■ **LES CONSIGNES**:
1 - Réécrivez sous forme de liste le paragraphe de l'extrait qui commence par « Procope avait défendu », en conservant ses faits principaux.
2 - Répondez à ces questions sur l'extrait ci-dessous :
(a) Sous quelle bannière les nobles se rallient-ils ?
(b) Comment Procope nommait-il le groupe de ses plus braves ?
(c) Selon l'empereur, par qui les Bohémiens seront-ils vaincus ?
3 - D'après l'extrait ci-dessous, expliquez en une à trois phrases pourquoi un grand nombre de Thaborites quittent leurs chars pour monter sur leurs chevaux.

Procope avait défendu de livrer combat à moins qu’il ne s’offrît une occasion de vaincre ; son intention était de se présenter devant Prague, convaincu que la nouvelle ville lui ouvrirait ses portes. L’action s’engagea fortuitement par des chariots de guerre lancés les uns contre les autres avec des défis insultants ; les nobles, par une fuite simulée, entraînèrent après eux les Thaborites, dont un grand nombre quittent leurs chars et s’élancent sur leurs chevaux pour rendre la poursuite plus vive ; mais les nobles s’arrêtent : ralliés sous la bannière de Rosemberg, ils se retournent et fondent sur les Thaborites avant que ceux-ci aient pu reformer le redoutable retranchement des chariots. La cavalerie se précipite dans les vides ; elle enfonce pour la première fois et enlève au galop ces lignes jusque-là impénétrables. Procope voit le péril, et il appelle à grands cris ses Thaborites dans la plaine. Ses ordres sont mal entendus ; la prise imprévue des chars a jeté la terreur parmi les siens, et le chef de sa cavalerie, Czapeck, abandonne le champ de batailleg. Alors, avec ses plus braves, qu’il nommait sa cohorte fraternelle, le grand Procope se jette dans le gros des escadrons ennemis qu’il enfonce ; mais, entouré de toutes parts, accablé d’une grêle de traits et frappé à mort par une main inconnue, il tombe, las de vaincre plutôt que vaincu. L’autre Procope périt également dans cette journée fameuse où l’on vit s’accomplir cette parole de l’empereur : « Les Bohémiens ne seront vaincus que par eux-mêmes. »

■ **CONTENU DES DONNÉES**:

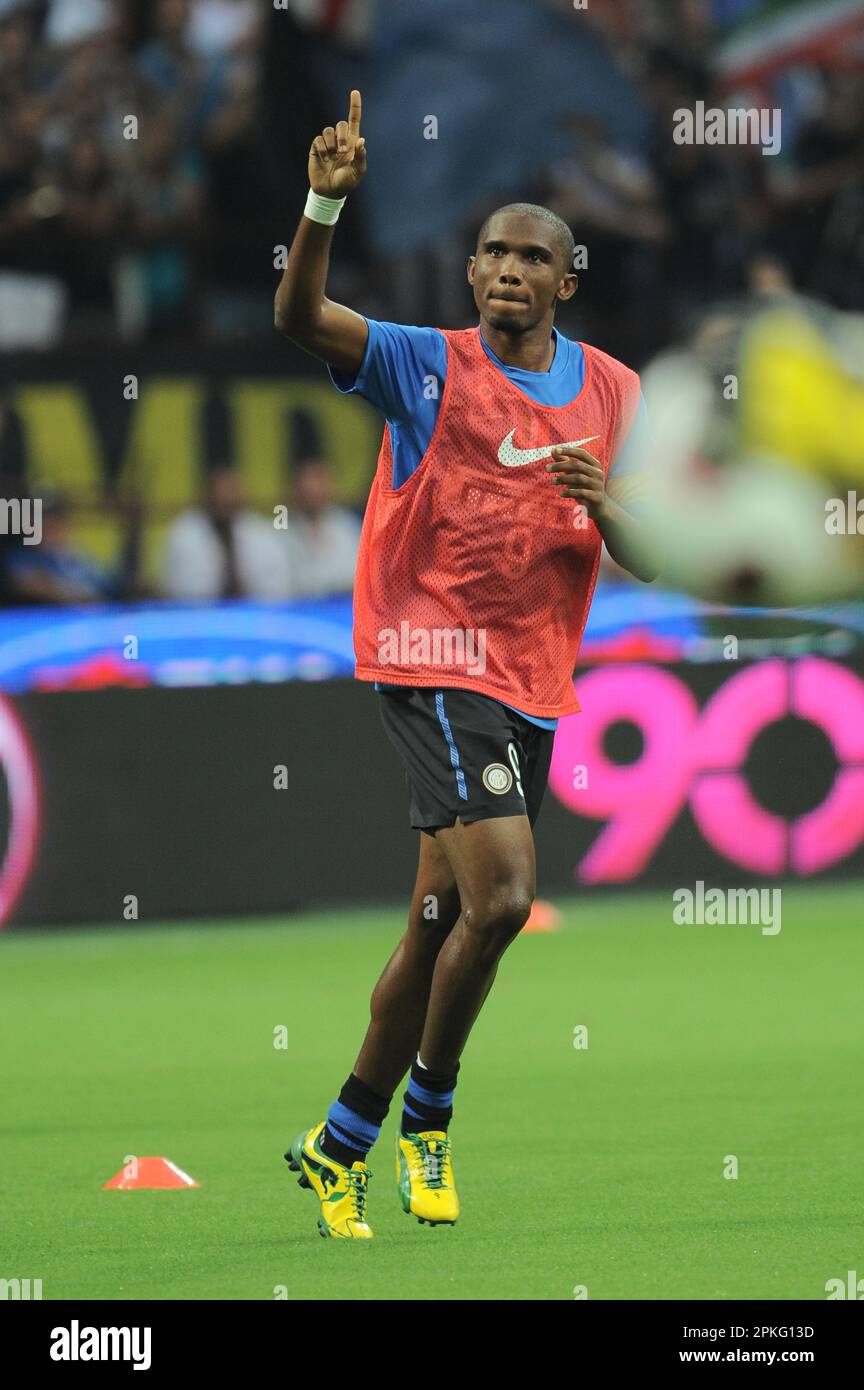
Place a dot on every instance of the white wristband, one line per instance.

■ **CORRIGÉS CI-DESSOUS**:
1 -
- Procope avait interdit de combattre sans une occasion de vaincre et voulait se présenter devant Prague, persuadé que la nouvelle ville lui ouvrirait ses portes.
- Le combat s'engage par hasard, avec des chariots de guerre lancés les uns contre les autres et des défis insultants.
- Par une fuite simulée, les nobles attirent les Thaborites, dont beaucoup quittent leurs chars pour les poursuivre à cheval.
- Ralliés sous la bannière de Rosemberg, les nobles font volte-face et attaquent avant que le retranchement des chariots soit reformé.
- La cavalerie perce pour la première fois ces lignes jusque-là impénétrables.
- Procope rappelle ses Thaborites, mais ses ordres sont mal entendus, la terreur gagne ses troupes et Czapeck, le chef de sa cavalerie, quitte le champ de bataille.
- Procope charge avec sa « cohorte fraternelle », puis tombe, encerclé et frappé à mort par une main inconnue.
- L'autre Procope meurt aussi ce jour-là, ce qui accomplit la parole de l'empereur : « Les Bohémiens ne seront vaincus que par eux-mêmes. »

2 -
(a) Sous la bannière de Rosemberg.
(b) Sa cohorte fraternelle.
(c) Par eux-mêmes.

3 - Les nobles simulent une fuite, et les Thaborites se lancent à leur poursuite. Beaucoup d'entre eux quittent leurs chars et montent à cheval pour rendre cette poursuite plus vive.